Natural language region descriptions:

■ ■ ■

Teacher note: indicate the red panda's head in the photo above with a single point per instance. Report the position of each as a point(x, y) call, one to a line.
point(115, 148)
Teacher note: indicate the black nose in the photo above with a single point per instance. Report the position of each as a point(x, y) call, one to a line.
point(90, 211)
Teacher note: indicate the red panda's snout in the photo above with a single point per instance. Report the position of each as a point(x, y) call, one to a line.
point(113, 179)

■ ■ ■

__EXERCISE__
All that is needed is the line containing "Teacher note: indicate the red panda's snout" and each line after it to the end of the data above, set down exactly.

__ANSWER BOX__
Teacher note: indicate the red panda's snout in the photo above with a single point per instance. Report the position of each as a point(x, y) call, one to a line.
point(113, 179)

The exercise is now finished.